* PROBLEM TO SOLVE *
Repeat the entries in full. Each line must match exactly.

********************

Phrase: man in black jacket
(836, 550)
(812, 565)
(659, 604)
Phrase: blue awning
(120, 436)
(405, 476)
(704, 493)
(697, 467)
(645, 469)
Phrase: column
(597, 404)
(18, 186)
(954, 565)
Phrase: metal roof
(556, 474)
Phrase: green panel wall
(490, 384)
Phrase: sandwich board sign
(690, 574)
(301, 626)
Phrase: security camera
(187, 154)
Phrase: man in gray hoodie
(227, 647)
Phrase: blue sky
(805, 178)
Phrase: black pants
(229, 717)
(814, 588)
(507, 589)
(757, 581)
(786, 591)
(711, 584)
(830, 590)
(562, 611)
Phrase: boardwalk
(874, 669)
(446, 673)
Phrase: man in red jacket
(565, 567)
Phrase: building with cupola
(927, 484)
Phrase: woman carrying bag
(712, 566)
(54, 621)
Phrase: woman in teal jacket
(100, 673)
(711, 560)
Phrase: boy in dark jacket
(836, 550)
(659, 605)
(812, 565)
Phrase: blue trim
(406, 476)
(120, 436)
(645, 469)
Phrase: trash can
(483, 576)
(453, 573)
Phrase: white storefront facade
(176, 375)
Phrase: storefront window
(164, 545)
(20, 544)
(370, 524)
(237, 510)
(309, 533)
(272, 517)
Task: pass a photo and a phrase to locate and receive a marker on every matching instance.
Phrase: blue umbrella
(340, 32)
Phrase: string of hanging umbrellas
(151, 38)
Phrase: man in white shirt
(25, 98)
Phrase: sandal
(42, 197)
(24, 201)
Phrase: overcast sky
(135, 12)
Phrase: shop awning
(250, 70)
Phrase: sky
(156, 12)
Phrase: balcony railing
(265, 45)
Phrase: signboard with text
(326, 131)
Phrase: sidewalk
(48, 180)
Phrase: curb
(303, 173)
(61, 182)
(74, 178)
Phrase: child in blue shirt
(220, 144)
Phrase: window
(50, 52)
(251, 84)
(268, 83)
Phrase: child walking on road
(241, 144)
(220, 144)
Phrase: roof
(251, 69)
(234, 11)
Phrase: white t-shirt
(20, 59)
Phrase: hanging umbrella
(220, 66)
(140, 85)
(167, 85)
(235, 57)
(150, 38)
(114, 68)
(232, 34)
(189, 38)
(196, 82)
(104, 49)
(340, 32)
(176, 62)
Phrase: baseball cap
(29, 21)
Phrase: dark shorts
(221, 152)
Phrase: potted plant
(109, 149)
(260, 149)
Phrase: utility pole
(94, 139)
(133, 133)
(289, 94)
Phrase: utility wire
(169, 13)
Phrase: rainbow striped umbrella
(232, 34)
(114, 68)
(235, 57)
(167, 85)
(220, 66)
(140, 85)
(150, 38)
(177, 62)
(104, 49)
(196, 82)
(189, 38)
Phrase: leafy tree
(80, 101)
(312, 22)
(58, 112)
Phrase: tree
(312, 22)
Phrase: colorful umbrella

********************

* OUTPUT OF THE TASK *
Phrase: man in black jacket
(836, 550)
(812, 565)
(659, 604)
Phrase: blue awning
(120, 436)
(405, 476)
(704, 493)
(697, 467)
(645, 469)
Phrase: column
(597, 404)
(18, 186)
(954, 565)
Phrase: metal roof
(556, 474)
Phrase: green panel wall
(490, 384)
Phrase: sandwich board sign
(690, 574)
(301, 626)
Phrase: security camera
(187, 154)
Phrase: man in gray hoodie
(227, 647)
Phrase: blue sky
(805, 178)
Phrase: black pants
(229, 717)
(814, 588)
(507, 589)
(757, 581)
(786, 591)
(711, 584)
(830, 590)
(562, 611)
Phrase: boardwalk
(874, 669)
(446, 673)
Phrase: man in red jacket
(565, 567)
Phrase: building with cupola
(927, 484)
Phrase: woman carrying bag
(712, 566)
(54, 621)
Phrase: woman in teal jacket
(100, 673)
(711, 560)
Phrase: boy in dark jacket
(836, 550)
(659, 605)
(812, 565)
Phrase: blue trim
(406, 476)
(120, 436)
(645, 469)
Phrase: trash can
(483, 576)
(453, 573)
Phrase: white storefront facade
(176, 375)
Phrase: storefront window
(164, 545)
(20, 544)
(370, 524)
(237, 510)
(309, 533)
(272, 517)
Task: pass a photo and a phrase to locate and receive a marker on every matching instance.
Phrase: blue umbrella
(340, 32)
Phrase: string of hanging umbrellas
(151, 38)
Phrase: man in white shirt
(25, 98)
Phrase: sandal
(42, 197)
(24, 201)
Phrase: overcast sky
(135, 12)
Phrase: shop awning
(250, 70)
Phrase: sky
(156, 12)
Phrase: balcony railing
(265, 45)
Phrase: signboard with text
(326, 131)
Phrase: sidewalk
(48, 180)
Phrase: curb
(303, 173)
(61, 182)
(74, 178)
Phrase: child in blue shirt
(220, 144)
Phrase: window
(50, 52)
(251, 84)
(268, 83)
Phrase: child walking on road
(241, 144)
(220, 144)
Phrase: roof
(251, 69)
(234, 11)
Phrase: white t-shirt
(20, 59)
Phrase: hanging umbrella
(220, 66)
(140, 85)
(167, 85)
(235, 57)
(150, 38)
(114, 68)
(232, 34)
(189, 38)
(196, 82)
(104, 49)
(340, 32)
(176, 62)
Phrase: baseball cap
(29, 21)
Phrase: dark shorts
(221, 152)
Phrase: potted plant
(109, 149)
(260, 149)
Phrase: utility pole
(94, 139)
(133, 133)
(289, 94)
Phrase: utility wire
(169, 13)
Phrase: rainbow striped umbrella
(232, 34)
(114, 68)
(235, 57)
(167, 85)
(220, 66)
(140, 85)
(150, 38)
(177, 62)
(104, 49)
(196, 82)
(189, 38)
Phrase: leafy tree
(80, 101)
(312, 22)
(58, 112)
Phrase: tree
(312, 22)
Phrase: colorful umbrella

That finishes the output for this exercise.